** Prompt 1 **
Answer these questions about the PDX study description:
(a) In what year did the study start?
(b) Which funding agency is listed?
(c) According to the background, what is combining plasma miRNAs with LDCT associated with?
** Prompt 2 **
Summarize the PDX study description in two sentences.
** Prompt 3 **
Based on the PDX study description, explain in one or two sentences why patient-derived xenografts are proposed as preclinical models.

** Excerpted text **
/---

PDX
P.I.
2014
PROSPETTICO
MONOCENTRICO
PDX
(Patient-Derived Xenografts)
Sottotitolo
Genetic profile and patient-derived xenografts (PDX) for innovative management of screening-detected lung.
Disegno Studio
Prospettico non randomizzato
Centro
Singolo
Anno di inizio
2012
Ruolo di Ugo Pastorino
Principal Investigator
Stato
Ongoing
Funding Agencies
AIRC
Sinossi
Background
Detection of lung cancer at an early stage offers the real potential to reduce mortality with new chances of cure. Blood based biomarkers could improve significantly screening performance of low dose computed tomography (LDCT). We recently reported the results of a large validation study indicating that plasma microRNAs (miRNAs) have predictive, diagnostic and prognostic value and that combination with LDCT is associated with fivefold reduction on false positive rate for lung cancer. However, for further refinement of miRNAs as biomarker, testing its performance during post-surgical follow-up and across histological and molecular heterogeneity of lung tumors is worthwhile. In addition, preclinical models recapitulating tumors heterogeneity, such as patient-derived tumor xenografts (PDXs, also called avatars) engrafted into immune-compromised mice, might predict better than standard cell-line models and the clinical activity of novel therapeutic approaches, such as miRNA therapeutics, in screen detected lung cancer patients.

\---

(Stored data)
/---

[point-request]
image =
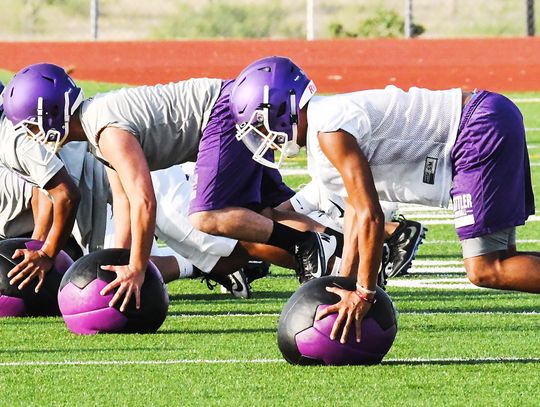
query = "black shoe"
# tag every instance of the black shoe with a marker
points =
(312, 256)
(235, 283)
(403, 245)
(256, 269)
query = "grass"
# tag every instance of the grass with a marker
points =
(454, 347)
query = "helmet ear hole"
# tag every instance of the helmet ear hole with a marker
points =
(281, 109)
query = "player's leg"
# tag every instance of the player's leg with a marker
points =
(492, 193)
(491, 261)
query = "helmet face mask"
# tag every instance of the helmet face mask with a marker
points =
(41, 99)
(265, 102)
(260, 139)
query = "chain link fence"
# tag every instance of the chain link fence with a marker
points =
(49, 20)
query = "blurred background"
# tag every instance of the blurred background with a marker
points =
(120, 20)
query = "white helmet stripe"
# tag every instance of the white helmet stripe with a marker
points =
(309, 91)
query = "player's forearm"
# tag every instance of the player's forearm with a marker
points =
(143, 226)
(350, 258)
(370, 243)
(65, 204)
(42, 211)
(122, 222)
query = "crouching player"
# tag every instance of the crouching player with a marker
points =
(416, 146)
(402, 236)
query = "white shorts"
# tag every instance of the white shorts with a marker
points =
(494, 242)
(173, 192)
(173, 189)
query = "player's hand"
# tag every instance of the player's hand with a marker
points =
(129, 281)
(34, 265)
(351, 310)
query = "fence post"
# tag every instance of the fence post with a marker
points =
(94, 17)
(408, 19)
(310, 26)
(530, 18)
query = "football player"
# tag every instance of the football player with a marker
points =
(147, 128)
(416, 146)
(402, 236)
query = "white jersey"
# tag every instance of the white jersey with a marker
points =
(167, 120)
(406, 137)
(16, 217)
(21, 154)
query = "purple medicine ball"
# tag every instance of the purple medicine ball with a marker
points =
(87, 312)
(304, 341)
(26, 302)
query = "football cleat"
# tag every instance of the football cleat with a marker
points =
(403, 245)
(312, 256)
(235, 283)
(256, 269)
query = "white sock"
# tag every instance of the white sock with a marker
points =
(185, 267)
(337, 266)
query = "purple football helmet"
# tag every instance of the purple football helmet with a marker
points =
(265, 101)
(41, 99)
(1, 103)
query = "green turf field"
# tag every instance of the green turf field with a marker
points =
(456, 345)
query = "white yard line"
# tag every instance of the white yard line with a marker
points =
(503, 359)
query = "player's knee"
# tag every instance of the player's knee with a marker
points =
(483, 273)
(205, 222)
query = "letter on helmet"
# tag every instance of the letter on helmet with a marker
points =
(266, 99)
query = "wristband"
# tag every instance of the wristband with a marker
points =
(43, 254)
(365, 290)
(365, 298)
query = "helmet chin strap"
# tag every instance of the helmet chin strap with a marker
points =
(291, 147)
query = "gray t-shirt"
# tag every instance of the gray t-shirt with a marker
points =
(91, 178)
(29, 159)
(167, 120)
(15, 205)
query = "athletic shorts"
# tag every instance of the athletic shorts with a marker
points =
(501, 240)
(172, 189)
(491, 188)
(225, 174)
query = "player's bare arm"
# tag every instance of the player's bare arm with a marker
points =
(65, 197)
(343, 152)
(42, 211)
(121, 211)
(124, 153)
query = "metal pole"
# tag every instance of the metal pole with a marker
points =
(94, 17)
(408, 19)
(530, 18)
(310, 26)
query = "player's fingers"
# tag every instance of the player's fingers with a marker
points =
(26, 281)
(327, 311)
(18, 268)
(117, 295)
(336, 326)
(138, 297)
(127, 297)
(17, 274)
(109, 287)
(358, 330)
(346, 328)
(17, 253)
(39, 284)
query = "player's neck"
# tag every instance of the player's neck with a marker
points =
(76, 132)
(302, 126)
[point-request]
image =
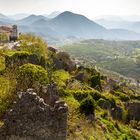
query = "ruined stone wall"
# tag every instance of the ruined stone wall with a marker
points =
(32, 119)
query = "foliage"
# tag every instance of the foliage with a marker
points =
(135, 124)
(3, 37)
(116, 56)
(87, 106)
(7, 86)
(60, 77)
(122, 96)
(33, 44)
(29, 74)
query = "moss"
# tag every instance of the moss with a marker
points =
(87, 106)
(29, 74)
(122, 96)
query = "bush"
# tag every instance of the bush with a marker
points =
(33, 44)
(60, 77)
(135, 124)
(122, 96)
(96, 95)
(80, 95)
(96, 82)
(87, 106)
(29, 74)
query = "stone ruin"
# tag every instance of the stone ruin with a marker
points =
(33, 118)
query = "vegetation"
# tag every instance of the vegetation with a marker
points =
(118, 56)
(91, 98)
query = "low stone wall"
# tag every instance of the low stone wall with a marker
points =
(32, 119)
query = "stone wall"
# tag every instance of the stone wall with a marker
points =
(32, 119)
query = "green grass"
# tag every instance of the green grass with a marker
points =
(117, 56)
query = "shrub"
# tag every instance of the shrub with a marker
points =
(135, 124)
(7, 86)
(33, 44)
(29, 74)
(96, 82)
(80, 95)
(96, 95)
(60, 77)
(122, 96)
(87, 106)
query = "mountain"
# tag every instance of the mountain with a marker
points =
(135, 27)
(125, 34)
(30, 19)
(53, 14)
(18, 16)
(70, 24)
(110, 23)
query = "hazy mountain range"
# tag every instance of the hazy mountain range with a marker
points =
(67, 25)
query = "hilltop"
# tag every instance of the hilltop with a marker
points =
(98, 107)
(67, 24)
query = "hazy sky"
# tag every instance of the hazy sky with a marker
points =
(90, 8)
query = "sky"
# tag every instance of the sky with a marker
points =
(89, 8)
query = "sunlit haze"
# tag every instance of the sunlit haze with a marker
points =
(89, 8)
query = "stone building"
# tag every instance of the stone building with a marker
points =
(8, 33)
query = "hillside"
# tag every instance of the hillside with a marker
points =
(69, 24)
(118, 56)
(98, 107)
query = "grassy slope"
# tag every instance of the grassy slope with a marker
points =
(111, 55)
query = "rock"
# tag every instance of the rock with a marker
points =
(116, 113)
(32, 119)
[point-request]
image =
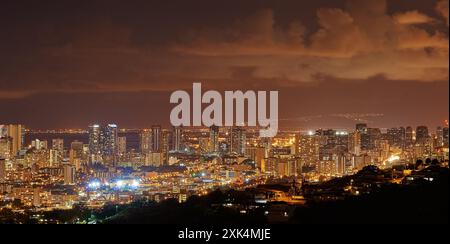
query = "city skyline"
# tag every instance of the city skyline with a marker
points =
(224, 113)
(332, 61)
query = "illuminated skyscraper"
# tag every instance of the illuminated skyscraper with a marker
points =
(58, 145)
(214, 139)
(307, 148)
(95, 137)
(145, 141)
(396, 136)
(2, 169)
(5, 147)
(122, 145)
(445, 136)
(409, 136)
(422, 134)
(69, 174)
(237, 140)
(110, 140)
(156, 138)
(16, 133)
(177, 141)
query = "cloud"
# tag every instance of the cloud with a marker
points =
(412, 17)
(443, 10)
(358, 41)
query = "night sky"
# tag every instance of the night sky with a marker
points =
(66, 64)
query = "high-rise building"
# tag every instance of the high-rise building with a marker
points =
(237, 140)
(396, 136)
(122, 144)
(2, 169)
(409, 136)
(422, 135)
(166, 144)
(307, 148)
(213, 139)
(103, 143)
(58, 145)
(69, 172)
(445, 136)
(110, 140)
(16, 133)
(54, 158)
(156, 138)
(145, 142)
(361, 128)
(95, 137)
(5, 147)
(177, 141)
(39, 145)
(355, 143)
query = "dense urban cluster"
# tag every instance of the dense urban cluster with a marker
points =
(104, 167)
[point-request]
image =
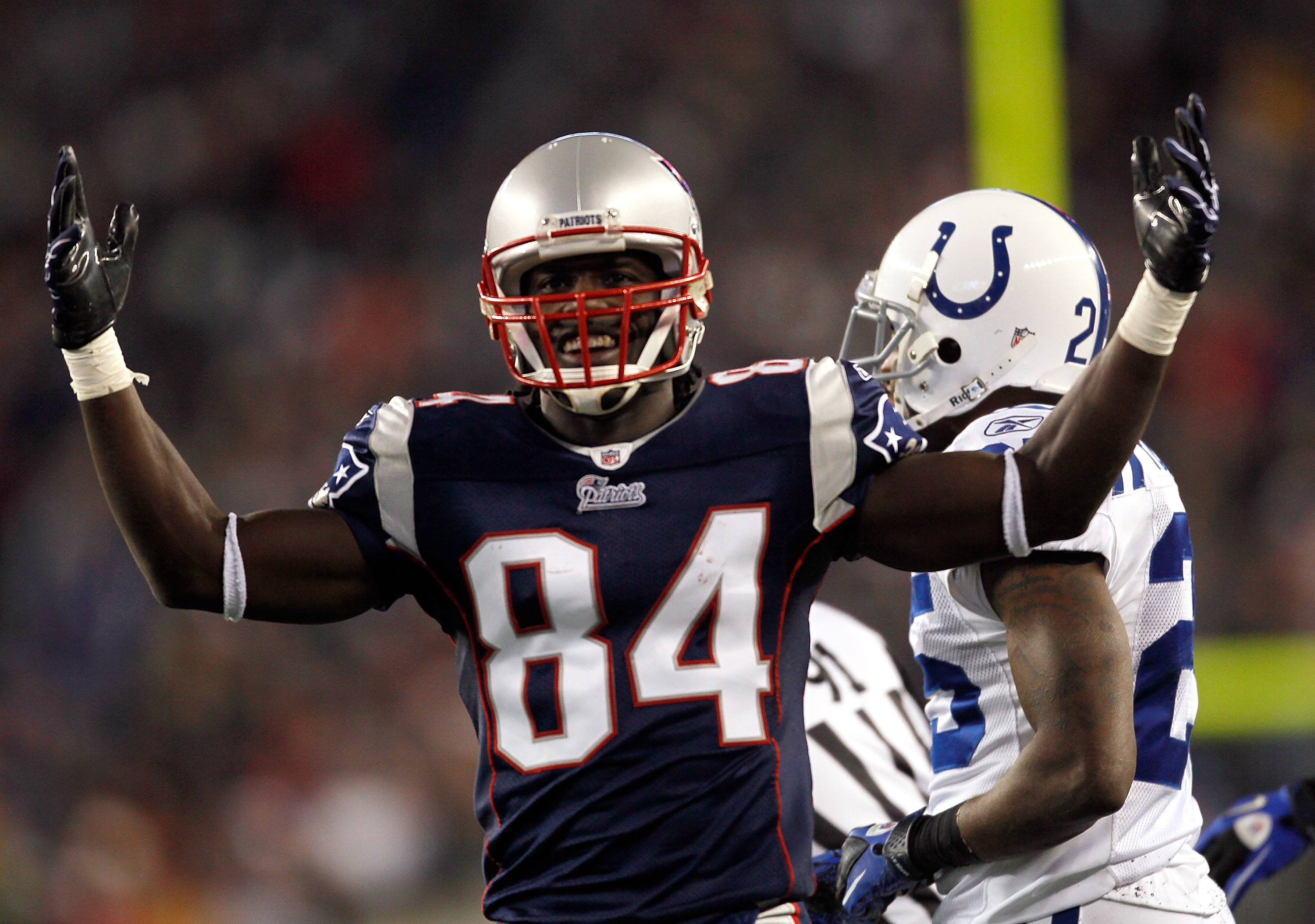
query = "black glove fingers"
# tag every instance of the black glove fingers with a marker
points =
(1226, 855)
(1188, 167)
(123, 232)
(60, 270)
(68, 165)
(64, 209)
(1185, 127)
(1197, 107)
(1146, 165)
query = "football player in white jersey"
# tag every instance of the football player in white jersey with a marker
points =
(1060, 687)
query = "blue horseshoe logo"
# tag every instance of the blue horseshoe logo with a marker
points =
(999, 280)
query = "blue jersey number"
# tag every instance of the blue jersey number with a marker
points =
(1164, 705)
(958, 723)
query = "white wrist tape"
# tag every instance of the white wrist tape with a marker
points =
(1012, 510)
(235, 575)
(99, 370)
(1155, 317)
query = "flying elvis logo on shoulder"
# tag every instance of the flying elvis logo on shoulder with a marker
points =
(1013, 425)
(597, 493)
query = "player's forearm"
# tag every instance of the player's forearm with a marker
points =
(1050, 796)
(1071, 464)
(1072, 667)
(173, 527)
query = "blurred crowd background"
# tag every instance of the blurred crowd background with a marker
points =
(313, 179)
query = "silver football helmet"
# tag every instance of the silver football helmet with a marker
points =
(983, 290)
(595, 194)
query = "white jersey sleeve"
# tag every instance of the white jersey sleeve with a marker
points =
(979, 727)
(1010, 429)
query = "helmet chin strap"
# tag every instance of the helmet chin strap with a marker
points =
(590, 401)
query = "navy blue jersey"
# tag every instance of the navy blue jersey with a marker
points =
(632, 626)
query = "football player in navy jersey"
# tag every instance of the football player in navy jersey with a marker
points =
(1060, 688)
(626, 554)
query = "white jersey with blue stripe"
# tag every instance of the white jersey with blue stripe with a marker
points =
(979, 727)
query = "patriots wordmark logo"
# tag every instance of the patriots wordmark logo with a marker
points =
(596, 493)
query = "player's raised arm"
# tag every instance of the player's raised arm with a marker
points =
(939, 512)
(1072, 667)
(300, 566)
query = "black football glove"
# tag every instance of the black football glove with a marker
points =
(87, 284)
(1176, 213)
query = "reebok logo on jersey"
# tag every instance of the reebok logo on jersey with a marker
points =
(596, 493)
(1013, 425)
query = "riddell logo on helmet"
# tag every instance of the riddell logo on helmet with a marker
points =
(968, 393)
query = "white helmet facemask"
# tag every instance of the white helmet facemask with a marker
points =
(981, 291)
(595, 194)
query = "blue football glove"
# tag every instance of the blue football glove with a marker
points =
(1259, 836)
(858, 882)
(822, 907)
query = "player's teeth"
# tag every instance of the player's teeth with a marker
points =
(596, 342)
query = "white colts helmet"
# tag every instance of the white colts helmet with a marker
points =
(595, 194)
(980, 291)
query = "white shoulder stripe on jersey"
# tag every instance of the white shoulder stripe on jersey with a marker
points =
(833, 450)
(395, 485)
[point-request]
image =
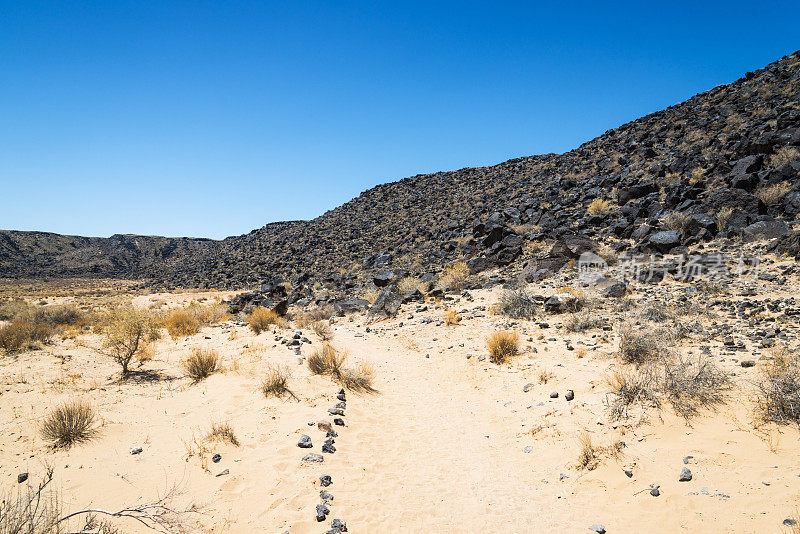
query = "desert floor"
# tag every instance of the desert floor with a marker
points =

\---

** Task response 1 **
(a) 2012
(b) AIRC
(c) A fivefold reduction in the false positive rate for lung cancer

** Task response 2 **
The PDX study is an ongoing prospective, non-randomized, single-center study that began in 2012, with Ugo Pastorino as principal investigator and funding from AIRC. Its background reports that plasma microRNAs combined with low dose computed tomography cut the false positive rate for lung cancer fivefold, and it proposes testing the miRNAs during post-surgical follow-up and across tumor heterogeneity, along with patient-derived xenografts in immune-compromised mice as preclinical models.

** Task response 3 **
Patient-derived xenografts recapitulate the heterogeneity of tumors. For that reason, they might predict the clinical activity of novel therapeutic approaches, such as miRNA therapeutics, in patients with screen-detected lung cancer better than standard cell-line models.